WHAT YOU WILL DO:
Could you print all the entries below exactly as they appear, omitting the pictures?

● ● ● ●

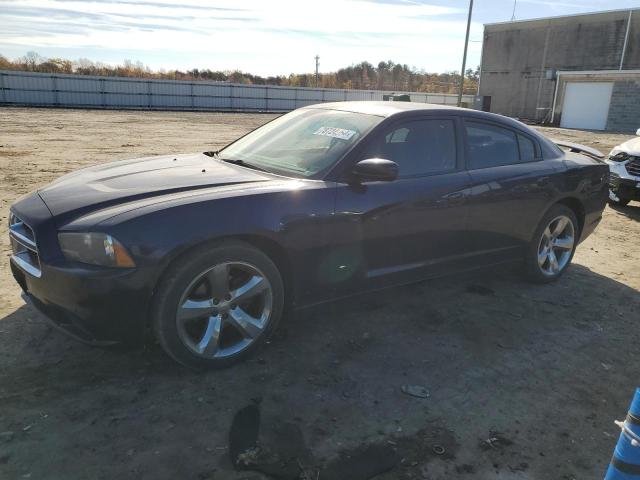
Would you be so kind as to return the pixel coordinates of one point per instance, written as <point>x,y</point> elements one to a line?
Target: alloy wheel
<point>224,310</point>
<point>556,245</point>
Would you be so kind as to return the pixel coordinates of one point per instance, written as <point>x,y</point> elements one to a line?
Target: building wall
<point>519,58</point>
<point>624,109</point>
<point>45,89</point>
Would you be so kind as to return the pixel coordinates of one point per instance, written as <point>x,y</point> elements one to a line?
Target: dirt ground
<point>525,381</point>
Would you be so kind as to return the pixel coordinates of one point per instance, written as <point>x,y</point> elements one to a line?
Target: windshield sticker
<point>335,132</point>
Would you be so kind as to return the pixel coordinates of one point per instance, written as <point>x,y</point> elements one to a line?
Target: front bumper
<point>625,187</point>
<point>99,308</point>
<point>97,305</point>
<point>622,183</point>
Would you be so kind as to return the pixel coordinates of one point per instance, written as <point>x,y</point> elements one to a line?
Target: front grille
<point>23,246</point>
<point>633,167</point>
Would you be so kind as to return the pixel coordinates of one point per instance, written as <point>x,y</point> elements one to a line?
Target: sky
<point>266,37</point>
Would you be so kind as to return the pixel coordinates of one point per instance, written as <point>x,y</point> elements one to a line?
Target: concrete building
<point>578,71</point>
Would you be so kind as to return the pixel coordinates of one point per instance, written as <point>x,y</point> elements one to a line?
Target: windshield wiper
<point>242,163</point>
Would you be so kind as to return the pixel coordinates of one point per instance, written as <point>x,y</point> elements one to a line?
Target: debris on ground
<point>243,435</point>
<point>480,290</point>
<point>361,464</point>
<point>416,391</point>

● ● ● ●

SOLUTION FOR THIS EXERCISE:
Would you be so kind as to return the pixel coordinates of one point per instance, written as <point>x,y</point> elements one to a line?
Target: alloy wheel
<point>224,310</point>
<point>556,245</point>
Would you be so kind as to return the pixel coordinates of one point per instance, written as <point>x,y</point> elements one to a line?
Target: building wall
<point>519,58</point>
<point>624,109</point>
<point>45,89</point>
Would you be so kind as to return the pixel coordinates of one point per instance, written as <point>x,y</point> elements one to a line?
Target: dirt ground
<point>525,381</point>
Would you be so kind as to return the pixel coordinates of one point per instance, written as <point>x,y</point> elements one to a line?
Target: windshield sticker
<point>335,132</point>
Would you be so kind as to return the pixel coordinates of one point per instance, written as <point>x,y</point> elements one to a line?
Target: front bumper
<point>625,187</point>
<point>99,308</point>
<point>97,305</point>
<point>622,183</point>
Would you be so kind as to return the pixel coordinates of one point per instance, written as <point>x,y</point> elements one to a line?
Target: front grille
<point>23,246</point>
<point>633,167</point>
Would you be so kind as to return the pixel coordinates of one point per instance, written as <point>x,y</point> elements one to a line?
Target: sky
<point>266,37</point>
Would you be so kind as to return the pixel coordinates of one point per instance, written as <point>x,y</point> elements one to a line?
Target: concrete building
<point>578,71</point>
Would you be so kind as to return the pixel coordinates of one point per instance, written as <point>x,y</point> elements one to a line?
Target: windshield wiper
<point>242,163</point>
Would you be so kind as to return the pixel coordinates of one point per instance, written as <point>x,y</point> elements one to a line?
Target: debris on ground
<point>243,435</point>
<point>480,290</point>
<point>361,464</point>
<point>416,391</point>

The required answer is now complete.